Records from a dataset:

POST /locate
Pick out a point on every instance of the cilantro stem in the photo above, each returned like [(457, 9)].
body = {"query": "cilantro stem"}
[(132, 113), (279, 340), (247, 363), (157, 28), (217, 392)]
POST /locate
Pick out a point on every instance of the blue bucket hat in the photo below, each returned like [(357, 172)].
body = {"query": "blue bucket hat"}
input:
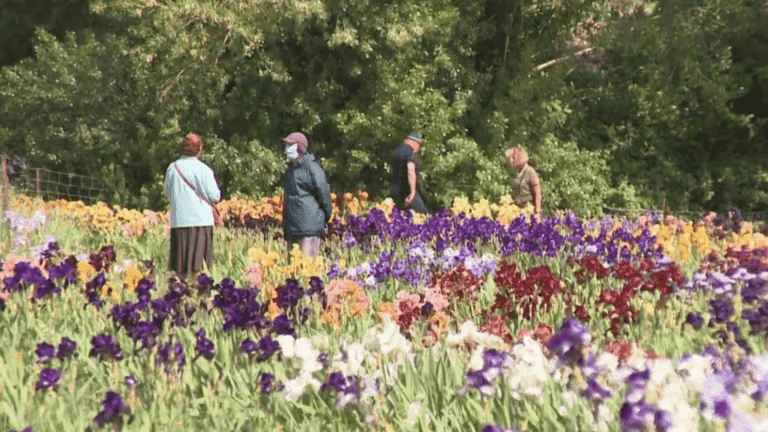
[(416, 137)]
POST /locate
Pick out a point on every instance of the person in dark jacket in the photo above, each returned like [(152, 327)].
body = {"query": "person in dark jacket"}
[(307, 204), (406, 188)]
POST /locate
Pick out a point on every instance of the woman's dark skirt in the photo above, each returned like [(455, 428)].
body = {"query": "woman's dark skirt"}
[(190, 247)]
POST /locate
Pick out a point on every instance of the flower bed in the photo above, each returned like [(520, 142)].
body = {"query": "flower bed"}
[(474, 319)]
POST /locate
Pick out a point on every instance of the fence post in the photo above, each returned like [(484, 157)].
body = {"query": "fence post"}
[(5, 184)]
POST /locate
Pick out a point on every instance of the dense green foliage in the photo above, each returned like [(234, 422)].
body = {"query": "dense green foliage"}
[(669, 105)]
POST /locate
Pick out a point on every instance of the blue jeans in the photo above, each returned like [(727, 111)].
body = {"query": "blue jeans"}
[(310, 246)]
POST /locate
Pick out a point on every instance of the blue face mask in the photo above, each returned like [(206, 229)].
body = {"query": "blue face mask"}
[(292, 151)]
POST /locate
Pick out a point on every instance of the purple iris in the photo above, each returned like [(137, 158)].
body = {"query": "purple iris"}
[(67, 270), (695, 320), (316, 286), (716, 393), (131, 381), (568, 342), (267, 347), (46, 288), (111, 408), (721, 310), (636, 417), (67, 348), (282, 326), (663, 420), (289, 294), (205, 282), (595, 391), (266, 382), (178, 353), (95, 300), (45, 352), (97, 282), (145, 332), (104, 345), (49, 378), (204, 346)]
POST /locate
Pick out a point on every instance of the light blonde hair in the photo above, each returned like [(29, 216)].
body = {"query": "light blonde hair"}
[(510, 152)]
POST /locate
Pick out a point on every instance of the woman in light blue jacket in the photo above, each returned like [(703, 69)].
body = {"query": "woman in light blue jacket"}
[(192, 189)]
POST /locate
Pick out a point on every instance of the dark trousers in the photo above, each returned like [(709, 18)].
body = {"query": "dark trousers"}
[(418, 205)]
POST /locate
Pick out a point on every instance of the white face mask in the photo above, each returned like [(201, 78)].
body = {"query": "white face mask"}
[(292, 151)]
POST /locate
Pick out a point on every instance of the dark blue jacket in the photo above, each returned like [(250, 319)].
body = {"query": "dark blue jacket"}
[(308, 205)]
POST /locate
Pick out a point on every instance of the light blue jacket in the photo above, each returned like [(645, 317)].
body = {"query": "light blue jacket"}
[(187, 209)]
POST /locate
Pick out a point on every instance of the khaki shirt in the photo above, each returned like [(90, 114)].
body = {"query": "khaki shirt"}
[(522, 186)]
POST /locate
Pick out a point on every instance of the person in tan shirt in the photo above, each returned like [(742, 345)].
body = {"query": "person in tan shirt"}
[(526, 185)]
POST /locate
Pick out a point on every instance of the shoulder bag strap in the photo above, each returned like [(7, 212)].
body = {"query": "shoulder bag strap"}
[(190, 185)]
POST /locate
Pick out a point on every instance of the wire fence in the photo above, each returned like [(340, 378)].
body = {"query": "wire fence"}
[(47, 184), (16, 175)]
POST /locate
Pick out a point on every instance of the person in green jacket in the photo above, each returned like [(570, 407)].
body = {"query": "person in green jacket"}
[(307, 204)]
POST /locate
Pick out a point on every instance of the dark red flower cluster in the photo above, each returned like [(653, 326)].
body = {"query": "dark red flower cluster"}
[(103, 258), (589, 265), (456, 284), (646, 277), (524, 294), (496, 325)]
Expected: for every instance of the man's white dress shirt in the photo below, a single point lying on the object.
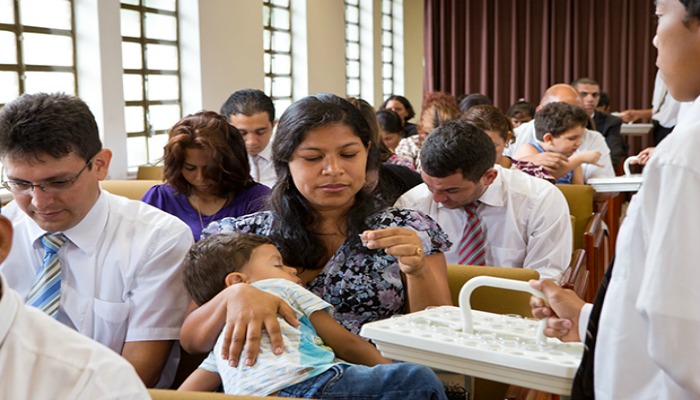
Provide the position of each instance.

What needs to be done:
Scan the entries above for the string "bucket" and copy each line containing it.

Answer to this exercise:
Pick out a point on every instance of the blue bucket hat in the photo below, each returned like [(357, 172)].
body = {"query": "blue bucket hat"}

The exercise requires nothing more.